*EXERCISE TASK*: Arrange all of the lines below as a JSON list of strings, with one string per line and any blank lines omitted.

* start RECORDS PROVIDED *

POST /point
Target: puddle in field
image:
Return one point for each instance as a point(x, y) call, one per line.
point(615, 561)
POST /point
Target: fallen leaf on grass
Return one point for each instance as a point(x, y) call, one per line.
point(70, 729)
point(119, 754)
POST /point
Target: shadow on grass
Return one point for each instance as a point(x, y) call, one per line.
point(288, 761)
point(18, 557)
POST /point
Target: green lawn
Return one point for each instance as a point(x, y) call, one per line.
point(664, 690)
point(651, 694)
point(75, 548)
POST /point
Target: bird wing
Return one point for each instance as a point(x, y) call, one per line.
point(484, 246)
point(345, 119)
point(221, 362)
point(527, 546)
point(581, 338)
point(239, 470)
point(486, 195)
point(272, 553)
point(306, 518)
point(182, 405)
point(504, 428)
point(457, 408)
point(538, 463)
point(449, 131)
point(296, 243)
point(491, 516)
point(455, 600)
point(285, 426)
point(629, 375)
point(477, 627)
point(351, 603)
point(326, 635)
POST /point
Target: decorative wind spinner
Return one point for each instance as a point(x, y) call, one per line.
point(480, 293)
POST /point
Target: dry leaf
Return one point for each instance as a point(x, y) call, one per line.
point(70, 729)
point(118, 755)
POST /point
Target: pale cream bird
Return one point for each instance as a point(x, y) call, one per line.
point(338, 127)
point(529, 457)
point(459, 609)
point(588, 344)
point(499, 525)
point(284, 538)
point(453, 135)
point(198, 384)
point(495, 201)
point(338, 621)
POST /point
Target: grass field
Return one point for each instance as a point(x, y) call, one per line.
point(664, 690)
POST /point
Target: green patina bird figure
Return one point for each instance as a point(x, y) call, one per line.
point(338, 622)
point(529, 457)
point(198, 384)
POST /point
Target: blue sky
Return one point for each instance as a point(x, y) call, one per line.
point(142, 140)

* end RECORDS PROVIDED *

*TASK RESPONSE*:
[
  "POST /point",
  "Target: puddle in field",
  "image:",
  "Return one point for each instance as a point(x, y) call, one per line.",
  "point(615, 561)",
  "POST /point",
  "Target: fallen leaf on grass",
  "Return one point for each instance as a point(x, y) call, one per line.",
  "point(70, 729)",
  "point(119, 754)",
  "POST /point",
  "Target: shadow on grass",
  "Return one point for each instance as a point(x, y) call, one per line.",
  "point(288, 761)",
  "point(18, 557)",
  "POST /point",
  "Target: green lawn",
  "Return one point for each instance as a point(x, y) call, one per line.",
  "point(664, 690)",
  "point(651, 694)",
  "point(75, 548)",
  "POST /point",
  "Target: bird wing",
  "Return one point for each instance as a point(x, y) call, one per line.",
  "point(484, 246)",
  "point(345, 119)",
  "point(221, 362)",
  "point(527, 546)",
  "point(581, 338)",
  "point(239, 470)",
  "point(486, 195)",
  "point(272, 553)",
  "point(306, 518)",
  "point(182, 405)",
  "point(504, 428)",
  "point(457, 408)",
  "point(538, 463)",
  "point(449, 131)",
  "point(296, 243)",
  "point(491, 516)",
  "point(455, 600)",
  "point(285, 426)",
  "point(629, 375)",
  "point(477, 627)",
  "point(351, 603)",
  "point(326, 635)",
  "POST /point",
  "Target: decorative wind spinner",
  "Return one point for each instance as a point(x, y) call, one per line.",
  "point(480, 293)",
  "POST /point",
  "Target: dry leaf",
  "Return one point for each instance as a point(x, y) call, one per line.",
  "point(70, 729)",
  "point(118, 755)",
  "POST /point",
  "Target: pale cream bird",
  "Return one point for each instance as a point(x, y) call, one per line.",
  "point(338, 127)",
  "point(529, 457)",
  "point(459, 609)",
  "point(588, 344)",
  "point(499, 525)",
  "point(284, 538)",
  "point(453, 135)",
  "point(198, 384)",
  "point(495, 201)",
  "point(338, 621)",
  "POST /point",
  "Target: grass field",
  "Return one point for each instance as a point(x, y) call, one per line.",
  "point(664, 690)",
  "POST /point",
  "Target: green patina bird figure",
  "Return one point for each instance as a point(x, y) call, one per line.",
  "point(338, 622)",
  "point(529, 457)",
  "point(198, 384)",
  "POST /point",
  "Target: blue sky",
  "Return one point for each instance as a point(x, y) call, one per line.",
  "point(142, 140)"
]